ТЕКСТ ДЛЯ ЧТЕНИЯ.
· · · ·

Русский Журнал / Обзоры / Театр
www.russ.ru/culture/podmostki/20020830_gal.html

Черный Авель и белый Каин
Мистерия на Сретенке

Ольга Галахова

Дата публикации:  30 Августа 2002

Постановка спектакля как такового давно перестала быть целью режиссуры Анатолия Васильева. Правда, порой этот грех случается с ним, но не в России, а где-нибудь во Франции. Уж если грешить, то в дорогом "борделе", к примеру, в "Комеди Франсез". В России же он позволяет себе, не отвлекаясь на производственную необходимость, исследовать онтологию театра, все глубже удаляясь в его историю и в праисторию.

Для Васильева театр - исключительно культовое пространство. Поговаривают, что его соратникам потребовалось немало сил, чтобы уговорить Мастера разрешить буфет в новом здании "Школы драматического искусства" на Сретенке. В начале прошлого века, кстати, все тот же ничтожный буфет в театре оказался камнем преткновения в высоких теоретических дискуссиях символистов о путях развития сценического искусства. Возражением концепции соборного действа Вячеслава Иванова стала шутка Валерия Брюсова: "В Храме не может быть буфета".

Радикализм Васильева сломили, но отчасти. Ему все равно ненавистно все, что напоминает буржуазный театр, настроенный на комфортное времяпрепровождение. Ему дорого все то, что сохранило святость, сакральную устремленность, - заклинания шаманов и монашеские хоры, обращенные к Небу, буддистские ритуалы и скифское язычество. Васильев, подобно верховному жрецу, жаждет обладать всем тайным знанием, что устояло в культах и ритуалах разных религий, народов и стран.

Его спектакли не есть спектакли в традиционном понимании. Он часто радикально высказывался о том, что ему не нужны зрители, но не договаривал, что ему необходима паства. О том, как он мучает годами артистов, слагаются легенды, но ему нужны не профессионалы, владеющие техникой, а те, кто способен отречься от актерства и в данном случае в буквальном смысле преобразиться в транслятора Божественной воли. Он изводит всех и себя годами, чтобы обнаружить тайну действа, а не действия. Он не находит повода для своего высказывания в ежедневном бытии, которое враждебно подлинному существованию.

· · · ·

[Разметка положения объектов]
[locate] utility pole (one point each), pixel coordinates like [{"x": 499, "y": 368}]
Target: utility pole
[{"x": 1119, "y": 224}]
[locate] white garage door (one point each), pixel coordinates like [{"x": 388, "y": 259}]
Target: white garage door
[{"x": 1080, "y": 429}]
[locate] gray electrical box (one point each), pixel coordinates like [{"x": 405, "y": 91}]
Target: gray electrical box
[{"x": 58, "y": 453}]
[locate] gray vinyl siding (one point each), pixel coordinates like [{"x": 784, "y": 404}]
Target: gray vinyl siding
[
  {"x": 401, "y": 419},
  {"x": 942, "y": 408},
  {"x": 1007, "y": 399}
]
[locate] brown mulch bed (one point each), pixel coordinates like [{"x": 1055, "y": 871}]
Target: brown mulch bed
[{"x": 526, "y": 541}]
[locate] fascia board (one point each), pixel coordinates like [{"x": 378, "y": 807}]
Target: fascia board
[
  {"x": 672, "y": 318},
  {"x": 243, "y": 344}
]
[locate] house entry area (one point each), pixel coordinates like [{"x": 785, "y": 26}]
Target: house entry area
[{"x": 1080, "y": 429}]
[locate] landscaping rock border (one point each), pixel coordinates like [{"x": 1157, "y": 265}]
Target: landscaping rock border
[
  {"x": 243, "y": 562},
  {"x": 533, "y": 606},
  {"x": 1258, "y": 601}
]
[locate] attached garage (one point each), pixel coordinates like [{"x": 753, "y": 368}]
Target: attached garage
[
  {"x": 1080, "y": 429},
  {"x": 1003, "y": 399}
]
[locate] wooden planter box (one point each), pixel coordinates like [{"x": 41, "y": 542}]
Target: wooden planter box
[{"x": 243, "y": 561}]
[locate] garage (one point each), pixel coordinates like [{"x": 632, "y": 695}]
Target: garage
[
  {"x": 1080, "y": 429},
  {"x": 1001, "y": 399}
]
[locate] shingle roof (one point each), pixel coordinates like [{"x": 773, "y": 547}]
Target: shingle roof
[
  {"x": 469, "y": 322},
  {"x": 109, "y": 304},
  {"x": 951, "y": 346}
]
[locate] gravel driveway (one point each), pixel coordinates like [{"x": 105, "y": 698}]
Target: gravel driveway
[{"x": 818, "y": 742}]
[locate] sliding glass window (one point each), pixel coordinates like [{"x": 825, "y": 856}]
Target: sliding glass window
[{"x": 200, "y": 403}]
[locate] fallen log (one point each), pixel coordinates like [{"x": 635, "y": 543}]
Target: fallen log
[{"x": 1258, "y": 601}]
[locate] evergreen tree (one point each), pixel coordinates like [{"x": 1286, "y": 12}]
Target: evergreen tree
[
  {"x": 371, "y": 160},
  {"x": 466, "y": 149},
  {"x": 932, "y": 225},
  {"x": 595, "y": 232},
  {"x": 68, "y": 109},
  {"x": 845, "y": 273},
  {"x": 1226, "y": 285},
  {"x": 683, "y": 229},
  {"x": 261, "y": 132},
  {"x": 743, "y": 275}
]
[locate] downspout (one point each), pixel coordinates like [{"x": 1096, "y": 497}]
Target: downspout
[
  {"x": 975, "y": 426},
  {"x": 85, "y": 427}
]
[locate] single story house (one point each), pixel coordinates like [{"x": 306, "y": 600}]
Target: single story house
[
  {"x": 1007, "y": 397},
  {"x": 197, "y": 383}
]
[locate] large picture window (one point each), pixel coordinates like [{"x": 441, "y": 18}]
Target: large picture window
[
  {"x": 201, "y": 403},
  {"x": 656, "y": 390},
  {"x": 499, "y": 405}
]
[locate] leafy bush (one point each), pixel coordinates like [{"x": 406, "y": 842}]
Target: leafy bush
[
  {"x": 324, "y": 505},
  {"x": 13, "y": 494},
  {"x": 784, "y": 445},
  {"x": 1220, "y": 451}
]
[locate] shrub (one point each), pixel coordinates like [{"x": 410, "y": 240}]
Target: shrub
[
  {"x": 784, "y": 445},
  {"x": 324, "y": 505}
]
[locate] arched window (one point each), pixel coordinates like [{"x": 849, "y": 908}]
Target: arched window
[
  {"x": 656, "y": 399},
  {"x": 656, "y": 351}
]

· · · ·

ЗАДАНИЕ. Процитируйте дословно отрывок из статьи о театре Анатолия Васильева, начиная со слов «Радикализм Васильева сломили, но» и заканчивая словами «народов и стран.».

ОТВЕТ.
Радикализм Васильева сломили, но отчасти. Ему все равно ненавистно все, что напоминает буржуазный театр, настроенный на комфортное времяпрепровождение. Ему дорого все то, что сохранило святость, сакральную устремленность, - заклинания шаманов и монашеские хоры, обращенные к Небу, буддистские ритуалы и скифское язычество. Васильев, подобно верховному жрецу, жаждет обладать всем тайным знанием, что устояло в культах и ритуалах разных религий, народов и стран.